Document text:
How teams actually pick a model

Across many real conversations with people who ship LLM products, the pattern looks the same:

  1. Start with arena scores as a coarse filter. Top 10 by arena Elo is a reasonable shortlist.
  2. Check benchmark scores on the dimensions you care about — code (HumanEval, SWE-Bench), math (GSM8K, MATH), long-context (RULER), instruction-following (IFEval).
  3. Build a custom eval set on your task. Even 100 hand-picked examples beats any public benchmark for your specific use case.
  4. Vibe-check. Spend an hour talking to the top 2-3 candidates. Things you'll notice in conversation often don't show up in any number.
  5. Account for cost, latency, deployment constraints. The model that wins on capability per dollar is usually not the model with the highest absolute capability.

"Vibes" gets disrespected as unscientific, but it's actually doing useful work — it's catching the residual after all your formal evals have run, telling you about the shape of capability that no individual eval is measuring.

Extracted data entries

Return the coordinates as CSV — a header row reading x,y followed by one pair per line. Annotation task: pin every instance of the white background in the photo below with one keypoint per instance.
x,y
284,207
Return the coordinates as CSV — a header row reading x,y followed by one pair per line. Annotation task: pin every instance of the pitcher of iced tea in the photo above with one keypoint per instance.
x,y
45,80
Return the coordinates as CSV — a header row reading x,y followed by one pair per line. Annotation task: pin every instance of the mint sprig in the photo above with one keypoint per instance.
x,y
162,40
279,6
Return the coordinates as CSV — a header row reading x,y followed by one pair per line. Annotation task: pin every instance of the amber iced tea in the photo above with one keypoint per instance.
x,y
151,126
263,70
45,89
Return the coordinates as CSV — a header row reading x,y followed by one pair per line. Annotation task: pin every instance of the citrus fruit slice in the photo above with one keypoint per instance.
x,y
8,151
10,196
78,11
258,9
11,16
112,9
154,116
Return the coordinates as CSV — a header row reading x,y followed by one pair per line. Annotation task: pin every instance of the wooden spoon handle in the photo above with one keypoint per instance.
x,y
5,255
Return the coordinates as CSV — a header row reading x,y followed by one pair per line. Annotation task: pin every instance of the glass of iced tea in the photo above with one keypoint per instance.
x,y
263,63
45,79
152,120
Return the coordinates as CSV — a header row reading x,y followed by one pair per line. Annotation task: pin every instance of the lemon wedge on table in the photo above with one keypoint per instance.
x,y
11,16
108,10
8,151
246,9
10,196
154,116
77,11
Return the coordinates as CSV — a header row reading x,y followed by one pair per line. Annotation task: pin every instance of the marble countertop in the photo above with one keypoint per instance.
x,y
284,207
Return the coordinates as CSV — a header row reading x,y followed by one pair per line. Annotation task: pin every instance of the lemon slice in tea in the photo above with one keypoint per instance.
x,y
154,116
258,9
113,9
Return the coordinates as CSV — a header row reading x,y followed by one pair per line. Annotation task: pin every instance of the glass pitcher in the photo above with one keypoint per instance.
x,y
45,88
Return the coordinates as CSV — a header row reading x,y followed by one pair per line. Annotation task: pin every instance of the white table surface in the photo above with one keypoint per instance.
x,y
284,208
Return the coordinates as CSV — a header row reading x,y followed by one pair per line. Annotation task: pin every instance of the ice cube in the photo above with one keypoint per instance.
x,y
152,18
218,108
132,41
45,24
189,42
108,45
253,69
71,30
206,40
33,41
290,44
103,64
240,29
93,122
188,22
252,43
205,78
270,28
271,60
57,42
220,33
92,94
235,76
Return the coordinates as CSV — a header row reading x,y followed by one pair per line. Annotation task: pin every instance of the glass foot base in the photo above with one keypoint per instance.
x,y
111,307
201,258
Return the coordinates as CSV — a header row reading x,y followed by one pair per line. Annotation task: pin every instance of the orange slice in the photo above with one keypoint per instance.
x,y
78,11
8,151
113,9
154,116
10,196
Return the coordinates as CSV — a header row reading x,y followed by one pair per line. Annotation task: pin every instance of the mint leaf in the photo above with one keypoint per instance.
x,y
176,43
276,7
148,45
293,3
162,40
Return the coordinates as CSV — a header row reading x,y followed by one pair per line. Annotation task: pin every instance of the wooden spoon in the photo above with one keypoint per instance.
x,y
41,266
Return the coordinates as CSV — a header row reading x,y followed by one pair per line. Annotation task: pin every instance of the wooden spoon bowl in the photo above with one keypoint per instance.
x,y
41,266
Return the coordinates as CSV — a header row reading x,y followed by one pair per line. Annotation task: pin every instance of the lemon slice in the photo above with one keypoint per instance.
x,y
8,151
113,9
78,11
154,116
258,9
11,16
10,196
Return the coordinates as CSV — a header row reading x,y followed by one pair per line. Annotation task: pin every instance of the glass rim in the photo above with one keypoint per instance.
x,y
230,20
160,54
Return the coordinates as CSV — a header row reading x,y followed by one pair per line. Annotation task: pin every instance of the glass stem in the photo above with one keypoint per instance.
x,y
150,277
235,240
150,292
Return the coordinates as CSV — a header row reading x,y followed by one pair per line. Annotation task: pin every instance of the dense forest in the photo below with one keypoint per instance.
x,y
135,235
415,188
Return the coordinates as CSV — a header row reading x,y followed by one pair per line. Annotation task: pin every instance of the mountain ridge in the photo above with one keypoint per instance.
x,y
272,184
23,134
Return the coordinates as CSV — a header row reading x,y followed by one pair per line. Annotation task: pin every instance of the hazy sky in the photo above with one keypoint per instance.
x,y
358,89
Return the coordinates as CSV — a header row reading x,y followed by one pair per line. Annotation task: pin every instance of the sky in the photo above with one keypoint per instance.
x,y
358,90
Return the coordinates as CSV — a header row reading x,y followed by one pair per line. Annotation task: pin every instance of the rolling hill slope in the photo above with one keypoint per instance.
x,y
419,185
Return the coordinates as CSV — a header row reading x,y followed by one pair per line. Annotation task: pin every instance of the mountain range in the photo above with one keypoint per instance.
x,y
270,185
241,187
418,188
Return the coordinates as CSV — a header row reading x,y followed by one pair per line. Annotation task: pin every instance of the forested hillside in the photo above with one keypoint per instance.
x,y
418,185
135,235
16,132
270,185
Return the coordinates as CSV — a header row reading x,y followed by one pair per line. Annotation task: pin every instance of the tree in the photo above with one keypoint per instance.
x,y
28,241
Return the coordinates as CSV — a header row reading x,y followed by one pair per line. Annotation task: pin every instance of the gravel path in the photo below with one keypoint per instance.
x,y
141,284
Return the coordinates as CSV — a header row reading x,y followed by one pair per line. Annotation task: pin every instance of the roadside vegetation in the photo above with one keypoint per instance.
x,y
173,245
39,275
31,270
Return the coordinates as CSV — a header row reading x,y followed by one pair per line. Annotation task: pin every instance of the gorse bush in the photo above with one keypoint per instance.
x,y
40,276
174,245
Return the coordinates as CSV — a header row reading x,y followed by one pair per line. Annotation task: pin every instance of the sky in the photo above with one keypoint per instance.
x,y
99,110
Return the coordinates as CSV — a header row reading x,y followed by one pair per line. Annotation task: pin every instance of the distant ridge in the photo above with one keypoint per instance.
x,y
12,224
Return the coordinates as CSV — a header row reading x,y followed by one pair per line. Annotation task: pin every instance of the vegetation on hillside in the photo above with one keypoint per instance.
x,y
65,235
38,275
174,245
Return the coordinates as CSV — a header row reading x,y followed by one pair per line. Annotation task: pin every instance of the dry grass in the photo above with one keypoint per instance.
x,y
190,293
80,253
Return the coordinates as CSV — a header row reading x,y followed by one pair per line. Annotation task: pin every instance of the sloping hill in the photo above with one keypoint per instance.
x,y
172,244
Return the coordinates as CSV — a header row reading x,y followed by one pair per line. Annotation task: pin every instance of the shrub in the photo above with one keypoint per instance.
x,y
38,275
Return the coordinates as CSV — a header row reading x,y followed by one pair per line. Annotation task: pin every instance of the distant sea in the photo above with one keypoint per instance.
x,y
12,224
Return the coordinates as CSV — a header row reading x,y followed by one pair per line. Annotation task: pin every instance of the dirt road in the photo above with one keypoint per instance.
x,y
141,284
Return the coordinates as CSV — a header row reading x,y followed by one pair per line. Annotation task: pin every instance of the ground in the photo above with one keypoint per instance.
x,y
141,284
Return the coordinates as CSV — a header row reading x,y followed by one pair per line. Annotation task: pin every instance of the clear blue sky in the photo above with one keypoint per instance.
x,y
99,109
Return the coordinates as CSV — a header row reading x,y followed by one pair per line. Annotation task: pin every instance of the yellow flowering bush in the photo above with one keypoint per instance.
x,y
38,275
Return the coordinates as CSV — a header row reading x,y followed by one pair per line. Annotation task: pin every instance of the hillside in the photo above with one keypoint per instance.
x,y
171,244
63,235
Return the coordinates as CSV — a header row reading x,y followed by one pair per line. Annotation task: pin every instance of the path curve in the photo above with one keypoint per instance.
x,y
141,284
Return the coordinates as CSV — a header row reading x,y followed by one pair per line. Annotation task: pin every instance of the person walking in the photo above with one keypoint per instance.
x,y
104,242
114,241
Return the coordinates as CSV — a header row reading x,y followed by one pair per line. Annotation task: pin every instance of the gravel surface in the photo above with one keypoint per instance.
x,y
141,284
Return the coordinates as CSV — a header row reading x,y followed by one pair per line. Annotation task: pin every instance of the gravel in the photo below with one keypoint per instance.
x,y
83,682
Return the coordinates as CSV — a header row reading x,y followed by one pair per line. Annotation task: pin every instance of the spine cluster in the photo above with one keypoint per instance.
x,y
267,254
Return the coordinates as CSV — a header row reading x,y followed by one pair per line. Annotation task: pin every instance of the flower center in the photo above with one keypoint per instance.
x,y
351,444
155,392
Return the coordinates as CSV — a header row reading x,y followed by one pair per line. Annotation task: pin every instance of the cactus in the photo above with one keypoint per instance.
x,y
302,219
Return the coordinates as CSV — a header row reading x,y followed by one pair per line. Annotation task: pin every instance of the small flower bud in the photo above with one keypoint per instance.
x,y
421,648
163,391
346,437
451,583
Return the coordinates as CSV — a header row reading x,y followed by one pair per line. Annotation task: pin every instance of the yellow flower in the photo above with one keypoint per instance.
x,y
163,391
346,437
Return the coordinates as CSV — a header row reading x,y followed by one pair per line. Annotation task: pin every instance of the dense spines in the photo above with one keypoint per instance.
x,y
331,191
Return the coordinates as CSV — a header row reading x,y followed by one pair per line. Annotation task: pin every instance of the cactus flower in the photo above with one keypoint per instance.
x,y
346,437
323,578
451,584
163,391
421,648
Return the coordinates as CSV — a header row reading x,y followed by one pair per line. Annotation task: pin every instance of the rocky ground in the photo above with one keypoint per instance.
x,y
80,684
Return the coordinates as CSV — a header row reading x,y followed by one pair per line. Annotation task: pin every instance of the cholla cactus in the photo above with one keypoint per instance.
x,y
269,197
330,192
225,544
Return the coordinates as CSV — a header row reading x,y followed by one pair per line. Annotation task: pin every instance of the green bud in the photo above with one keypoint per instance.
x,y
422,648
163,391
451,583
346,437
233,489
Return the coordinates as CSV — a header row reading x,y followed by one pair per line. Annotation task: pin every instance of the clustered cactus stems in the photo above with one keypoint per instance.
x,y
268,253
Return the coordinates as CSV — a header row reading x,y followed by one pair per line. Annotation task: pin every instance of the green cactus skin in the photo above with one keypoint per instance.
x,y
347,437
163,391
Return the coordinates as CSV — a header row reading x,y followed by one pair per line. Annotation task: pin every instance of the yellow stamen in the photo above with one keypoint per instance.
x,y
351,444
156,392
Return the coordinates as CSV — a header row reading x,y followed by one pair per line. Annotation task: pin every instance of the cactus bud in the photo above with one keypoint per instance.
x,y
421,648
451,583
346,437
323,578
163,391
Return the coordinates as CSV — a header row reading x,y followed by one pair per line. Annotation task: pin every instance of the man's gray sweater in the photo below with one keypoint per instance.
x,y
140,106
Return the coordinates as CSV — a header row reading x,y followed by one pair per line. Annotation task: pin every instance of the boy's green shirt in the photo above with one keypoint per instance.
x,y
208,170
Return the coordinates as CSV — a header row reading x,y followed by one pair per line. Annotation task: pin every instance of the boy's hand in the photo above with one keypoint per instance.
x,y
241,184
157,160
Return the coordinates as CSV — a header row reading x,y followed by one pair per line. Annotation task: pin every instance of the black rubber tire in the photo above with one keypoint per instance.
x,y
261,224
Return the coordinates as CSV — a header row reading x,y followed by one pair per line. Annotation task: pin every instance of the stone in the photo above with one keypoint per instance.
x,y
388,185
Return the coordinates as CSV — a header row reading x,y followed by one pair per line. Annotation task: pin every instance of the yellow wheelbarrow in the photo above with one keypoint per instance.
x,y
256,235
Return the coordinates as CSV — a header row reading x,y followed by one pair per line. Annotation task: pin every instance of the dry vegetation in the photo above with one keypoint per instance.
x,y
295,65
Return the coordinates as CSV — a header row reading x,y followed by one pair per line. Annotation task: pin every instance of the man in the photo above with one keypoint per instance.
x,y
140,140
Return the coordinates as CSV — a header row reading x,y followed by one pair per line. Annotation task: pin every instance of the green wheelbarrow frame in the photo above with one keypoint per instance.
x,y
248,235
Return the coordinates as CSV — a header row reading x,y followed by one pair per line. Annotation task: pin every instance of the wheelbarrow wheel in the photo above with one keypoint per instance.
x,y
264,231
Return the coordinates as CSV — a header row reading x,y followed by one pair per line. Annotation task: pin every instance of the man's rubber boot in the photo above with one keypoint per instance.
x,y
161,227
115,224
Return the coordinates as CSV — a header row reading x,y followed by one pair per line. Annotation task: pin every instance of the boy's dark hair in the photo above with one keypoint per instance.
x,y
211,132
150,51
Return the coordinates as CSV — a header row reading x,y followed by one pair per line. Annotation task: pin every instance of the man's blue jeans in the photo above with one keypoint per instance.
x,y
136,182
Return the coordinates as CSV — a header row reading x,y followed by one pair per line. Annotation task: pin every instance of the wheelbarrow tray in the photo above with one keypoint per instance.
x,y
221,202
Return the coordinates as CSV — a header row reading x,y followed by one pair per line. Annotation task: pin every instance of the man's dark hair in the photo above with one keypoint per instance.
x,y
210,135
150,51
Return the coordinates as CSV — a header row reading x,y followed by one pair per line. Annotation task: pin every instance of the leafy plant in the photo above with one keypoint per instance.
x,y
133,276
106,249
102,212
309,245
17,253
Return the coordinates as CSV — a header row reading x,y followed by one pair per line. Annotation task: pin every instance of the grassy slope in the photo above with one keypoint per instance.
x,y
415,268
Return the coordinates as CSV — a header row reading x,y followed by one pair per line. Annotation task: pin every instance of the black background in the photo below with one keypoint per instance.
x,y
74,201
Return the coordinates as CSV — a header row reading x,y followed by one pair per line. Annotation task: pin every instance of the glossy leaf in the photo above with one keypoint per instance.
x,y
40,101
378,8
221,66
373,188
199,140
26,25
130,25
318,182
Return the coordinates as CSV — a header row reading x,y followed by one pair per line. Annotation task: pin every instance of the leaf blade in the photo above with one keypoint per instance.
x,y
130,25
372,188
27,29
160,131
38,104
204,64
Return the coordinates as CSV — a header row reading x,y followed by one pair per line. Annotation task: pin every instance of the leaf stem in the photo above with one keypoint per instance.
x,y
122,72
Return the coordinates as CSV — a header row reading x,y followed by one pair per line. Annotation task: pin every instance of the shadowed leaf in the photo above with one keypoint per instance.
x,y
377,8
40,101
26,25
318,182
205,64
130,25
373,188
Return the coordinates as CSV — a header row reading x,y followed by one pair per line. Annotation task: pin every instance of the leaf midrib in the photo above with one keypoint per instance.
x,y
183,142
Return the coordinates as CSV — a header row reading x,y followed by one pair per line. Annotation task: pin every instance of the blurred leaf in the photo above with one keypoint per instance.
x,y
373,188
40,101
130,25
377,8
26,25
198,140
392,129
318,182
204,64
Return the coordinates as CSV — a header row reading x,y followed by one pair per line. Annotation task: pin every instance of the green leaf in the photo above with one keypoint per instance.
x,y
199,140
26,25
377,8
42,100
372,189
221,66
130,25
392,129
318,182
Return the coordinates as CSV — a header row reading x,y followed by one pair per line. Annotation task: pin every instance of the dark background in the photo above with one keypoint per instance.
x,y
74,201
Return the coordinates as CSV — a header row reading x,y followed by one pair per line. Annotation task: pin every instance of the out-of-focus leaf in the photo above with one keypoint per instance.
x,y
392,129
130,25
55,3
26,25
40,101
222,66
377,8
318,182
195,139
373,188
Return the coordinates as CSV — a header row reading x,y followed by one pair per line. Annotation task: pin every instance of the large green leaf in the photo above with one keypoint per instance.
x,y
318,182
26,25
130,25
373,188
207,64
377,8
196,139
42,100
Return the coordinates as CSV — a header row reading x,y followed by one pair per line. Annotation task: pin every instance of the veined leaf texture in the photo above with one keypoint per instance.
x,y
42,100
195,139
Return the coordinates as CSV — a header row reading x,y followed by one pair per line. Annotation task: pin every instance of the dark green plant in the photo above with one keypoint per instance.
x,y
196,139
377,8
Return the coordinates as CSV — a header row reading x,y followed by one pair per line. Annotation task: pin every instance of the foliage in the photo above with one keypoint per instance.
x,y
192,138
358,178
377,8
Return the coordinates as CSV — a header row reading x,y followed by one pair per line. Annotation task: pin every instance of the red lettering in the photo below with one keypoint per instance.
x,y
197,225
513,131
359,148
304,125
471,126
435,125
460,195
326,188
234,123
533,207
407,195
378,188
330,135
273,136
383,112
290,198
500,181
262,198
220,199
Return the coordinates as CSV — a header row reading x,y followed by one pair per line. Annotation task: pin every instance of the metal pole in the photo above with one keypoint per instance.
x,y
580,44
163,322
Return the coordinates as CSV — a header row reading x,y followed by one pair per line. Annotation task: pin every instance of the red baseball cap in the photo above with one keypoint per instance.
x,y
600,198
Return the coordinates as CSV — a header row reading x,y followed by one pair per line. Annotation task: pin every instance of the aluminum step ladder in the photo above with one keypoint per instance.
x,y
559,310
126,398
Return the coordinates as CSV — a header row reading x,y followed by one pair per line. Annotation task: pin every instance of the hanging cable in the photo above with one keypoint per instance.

What to do:
1. List every benchmark that the text on how teams pick a model names in its step on checking benchmark scores.
2. Answer these questions from the text on how teams pick a model:
(a) How many hand-picked examples in a custom eval set are said to beat any public benchmark for your specific use case?
(b) How long should you spend talking to the top candidates, and how many candidates?
(c) According to the final paragraph, what is "vibes" catching?
3. Continue the text on how teams pick a model, starting after its final sentence.
The data is separate material and is not part of the text on how teams pick a model.

Results for the exercise:
1. HumanEval, SWE-Bench, GSM8K, MATH, RULER, IFEval

2.
(a) 100 examples, even that few
(b) An hour, with the top 2-3 candidates
(c) The residual after all your formal evals have run

3.
The honest summary

Eval is hard. Every method has holes. The teams that ship best treat evals as a portfolio: a few automated benchmarks for fast iteration, a custom task-specific suite for honest measurement, periodic human review for catching things automation misses.

If you're making changes to an LLM (any of the levers), commit to evaluating those changes. If you ship without evals, you don't actually know whether your last change helped — and you'll find out, painfully, when something breaks downstream.